Omit the images, then print each record below exactly as it reads.
● ● ● ●
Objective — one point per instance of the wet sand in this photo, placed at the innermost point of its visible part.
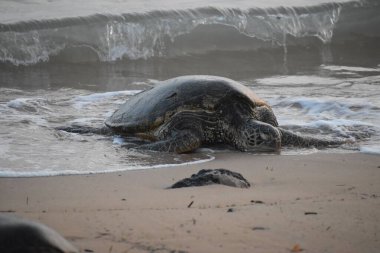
(309, 203)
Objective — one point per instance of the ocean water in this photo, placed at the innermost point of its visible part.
(63, 62)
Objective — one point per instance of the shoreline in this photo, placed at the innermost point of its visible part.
(320, 202)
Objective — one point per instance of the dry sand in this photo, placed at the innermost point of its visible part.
(315, 203)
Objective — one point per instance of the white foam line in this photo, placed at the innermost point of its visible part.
(9, 173)
(83, 100)
(349, 68)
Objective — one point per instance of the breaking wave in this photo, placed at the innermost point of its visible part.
(131, 36)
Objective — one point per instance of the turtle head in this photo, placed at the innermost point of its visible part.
(258, 136)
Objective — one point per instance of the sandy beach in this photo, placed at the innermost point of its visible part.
(309, 203)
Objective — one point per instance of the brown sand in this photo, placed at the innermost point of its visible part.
(318, 203)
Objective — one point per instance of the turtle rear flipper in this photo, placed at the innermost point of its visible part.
(181, 142)
(293, 139)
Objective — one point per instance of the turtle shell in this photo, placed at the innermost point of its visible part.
(149, 109)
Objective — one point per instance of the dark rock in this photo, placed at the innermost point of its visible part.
(20, 235)
(214, 176)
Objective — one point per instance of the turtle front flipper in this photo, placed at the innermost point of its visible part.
(289, 138)
(180, 142)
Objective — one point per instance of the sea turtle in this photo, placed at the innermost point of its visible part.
(181, 114)
(21, 235)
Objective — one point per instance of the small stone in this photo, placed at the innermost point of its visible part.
(214, 176)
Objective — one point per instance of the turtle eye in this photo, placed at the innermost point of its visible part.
(264, 136)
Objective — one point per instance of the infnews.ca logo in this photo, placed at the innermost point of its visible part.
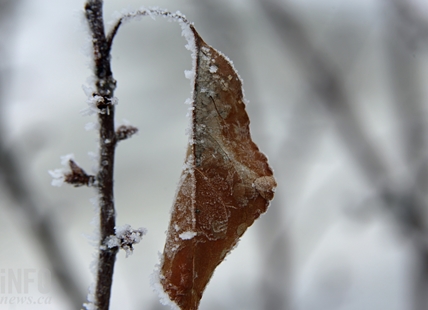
(25, 286)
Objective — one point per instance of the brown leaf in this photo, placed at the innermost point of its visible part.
(226, 185)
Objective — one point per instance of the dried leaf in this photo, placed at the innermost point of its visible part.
(226, 184)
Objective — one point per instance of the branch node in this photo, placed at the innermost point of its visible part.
(78, 176)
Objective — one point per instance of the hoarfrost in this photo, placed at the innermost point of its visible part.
(58, 175)
(91, 298)
(187, 235)
(126, 237)
(213, 68)
(65, 159)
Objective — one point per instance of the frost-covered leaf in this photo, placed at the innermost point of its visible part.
(226, 183)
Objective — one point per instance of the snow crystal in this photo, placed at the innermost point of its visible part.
(187, 235)
(157, 288)
(57, 177)
(189, 74)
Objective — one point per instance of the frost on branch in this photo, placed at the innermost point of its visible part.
(77, 176)
(125, 238)
(125, 132)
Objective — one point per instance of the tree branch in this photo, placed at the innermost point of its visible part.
(105, 86)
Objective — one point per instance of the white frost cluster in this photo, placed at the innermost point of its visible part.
(57, 175)
(90, 305)
(126, 237)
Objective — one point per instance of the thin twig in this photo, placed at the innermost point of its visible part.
(105, 86)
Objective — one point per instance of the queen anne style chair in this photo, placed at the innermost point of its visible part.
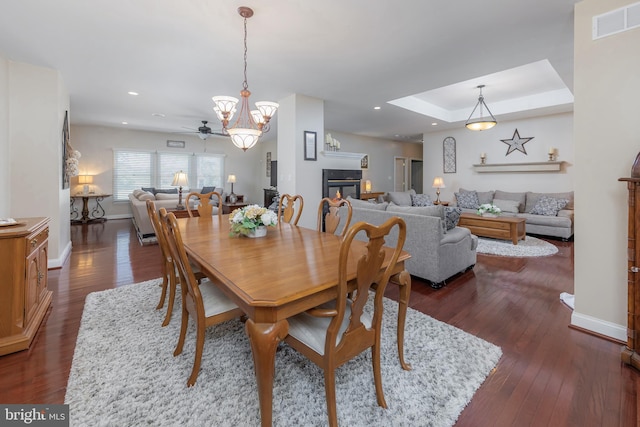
(205, 302)
(205, 208)
(329, 220)
(332, 334)
(286, 211)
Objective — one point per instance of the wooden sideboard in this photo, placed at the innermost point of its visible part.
(24, 296)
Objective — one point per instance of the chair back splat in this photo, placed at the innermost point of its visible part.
(335, 332)
(287, 210)
(329, 215)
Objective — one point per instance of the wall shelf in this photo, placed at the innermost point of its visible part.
(520, 167)
(344, 154)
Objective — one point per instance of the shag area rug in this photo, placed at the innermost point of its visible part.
(124, 372)
(529, 247)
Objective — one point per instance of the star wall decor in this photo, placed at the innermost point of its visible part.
(516, 143)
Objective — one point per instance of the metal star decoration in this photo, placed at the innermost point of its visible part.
(516, 143)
● ● ● ●
**COMPLETE ANSWER**
Objective — one point per instance of the wet sand in this photo, placed at the innermost point of its visible part.
(309, 203)
Objective — one point per instance of the ocean water in this photo, placed at the innermost point of its visible part.
(63, 62)
Objective — one point per instance of the shoreline in this photo, placed at the innermost point of its visible part.
(320, 202)
Objective — one point per instance of the dry sand in this photo, placed at the innermost point of its visible part.
(315, 203)
Objective — one point per instance of the white foam line in this photo, placed at the innermost point of its visible part.
(9, 173)
(83, 100)
(349, 68)
Objective — one point per instance of the breaking wave in this photo, placed at the innermost point of its visible part.
(131, 36)
Objective — one point per instance of the turtle head in this photo, placed at the innermost point of its visible part.
(258, 136)
Objective — one point per instance of the sandy beach in this photo, placed at the innermost point of its visible part.
(309, 203)
Objective — one point per instance of the brown sand in this photo, placed at the innermost point of its visible part.
(318, 203)
Objective — one point per instance of the turtle rear flipper in this photo, placed at the innermost point of its visible part.
(181, 142)
(293, 139)
Objective — one point per instance of the turtle shell in this photo, placed at the innermost point of its visible part.
(149, 109)
Objective — one point per instance of the dark rock in this photo, placed at the innermost point of its visible part.
(20, 235)
(214, 176)
Objective — one point per instance of the turtle front flipper in this photo, placed at the innermost point of its visible part.
(289, 138)
(180, 142)
Objective — one point per instance of the sea turtle in this photo, placed at the innermost point of its visible part.
(181, 114)
(21, 235)
Objective — one point per instance of the small stone in this photo, placed at the innermost point of its visible part.
(214, 176)
Objective — one point per instance of the turtle eye in this photo, placed at the innermost point of its visible part.
(264, 136)
Objective — one point per instance of the infnews.ca logo in this photo, placed at the innermost point of its visible part.
(25, 286)
Objective — one point per instance of the brown leaf in this photo, placed at the innermost point of its visible part.
(226, 185)
Objective — one point per instance of the dried leaf in this photo, placed at the innermost point of its visible part.
(226, 184)
Objective — one point per instance of the branch node in this photo, placed at the innermost point of its visible part.
(78, 176)
Objective — one point per instance of the hoarfrost in this photo, placed at the innermost point of its visible part.
(58, 175)
(91, 298)
(187, 235)
(126, 237)
(213, 68)
(65, 159)
Objective — one point per instance of the frost-covered leaf in this photo, placed at the innermost point of its visible part.
(226, 183)
Objective — one point per instance of the snow crystal in this photo, placed at the innermost point of its visible part.
(187, 235)
(157, 288)
(57, 177)
(189, 74)
Objective — one point per instance of the frost on branch in this photo, placed at the innermost point of its visible part.
(77, 176)
(125, 238)
(125, 132)
Objective — one point per instance of the tree branch in this photo, placed at the innermost point of its visible part.
(105, 86)
Objective — one point per instance of the white frost cluster in this photo, placed at the innermost point of its visible part.
(57, 175)
(90, 305)
(126, 237)
Objective — one point per instance of the thin twig in this photo, placed at the innermost point of its visible part.
(105, 86)
Objective — one point per instance of the queen anne style chair in this photo, placed at the innermost point of its visible part.
(205, 302)
(205, 208)
(329, 220)
(332, 334)
(286, 211)
Objective — one point per instance of the wooden sideboard in this photo, placed at the innermost point of its visible part.
(24, 296)
Objective — one point per instance of the chair back splat in this photo, placed at the innermost point of its visible part.
(335, 332)
(287, 210)
(329, 215)
Objective — one point per instance of the wall shelf in this photo, placed at the innermost point of its visible part.
(520, 167)
(344, 154)
Objective — one point per instance of the shag area rug in this photo, placed at the innermost point of its visible part.
(124, 372)
(529, 247)
Objective — one point per instance of the star wall decor in this photo, placed at the innermost point of its visible part.
(516, 143)
Objective — one point per instance of the metal star decoration in this photo, placed at the innermost point of its visible part.
(516, 143)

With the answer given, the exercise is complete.